● Rows:

++++

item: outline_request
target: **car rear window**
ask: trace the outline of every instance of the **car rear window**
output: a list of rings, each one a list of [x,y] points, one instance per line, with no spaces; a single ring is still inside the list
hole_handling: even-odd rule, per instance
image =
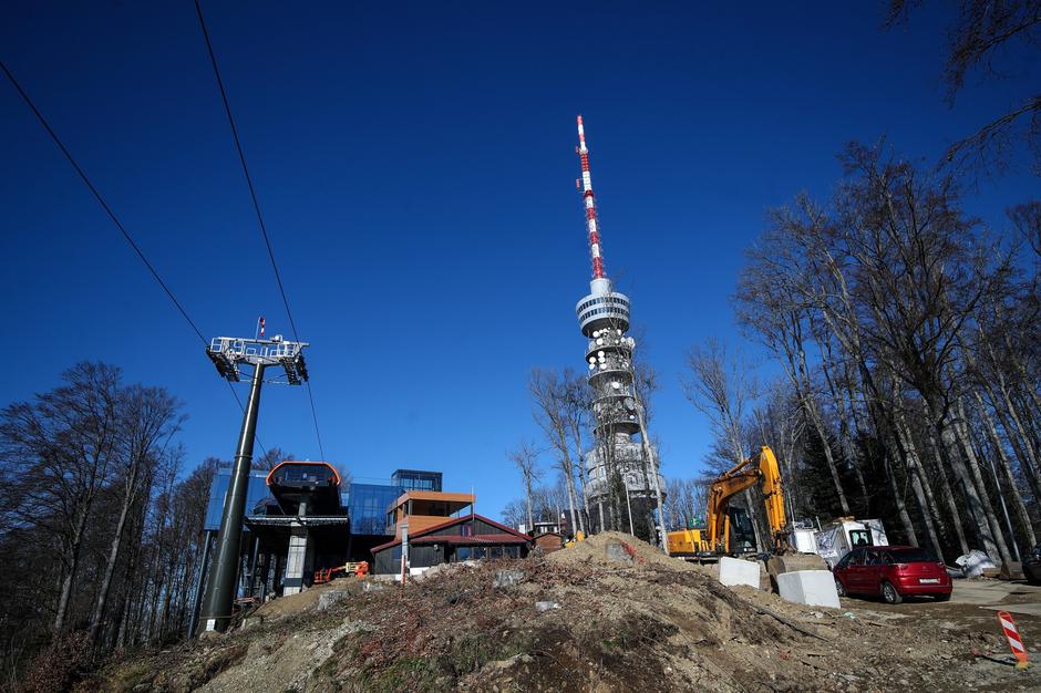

++++

● Work to be completed: Pull out every line of the material above that contains the string "instance".

● Written solution:
ask: trace the outline of every instance of the **car rear window**
output: a list of rings, each one a list of [x,y] points, one instance per line, with no spaces; a single ring is still inside the list
hole_handling: even-odd rule, per instance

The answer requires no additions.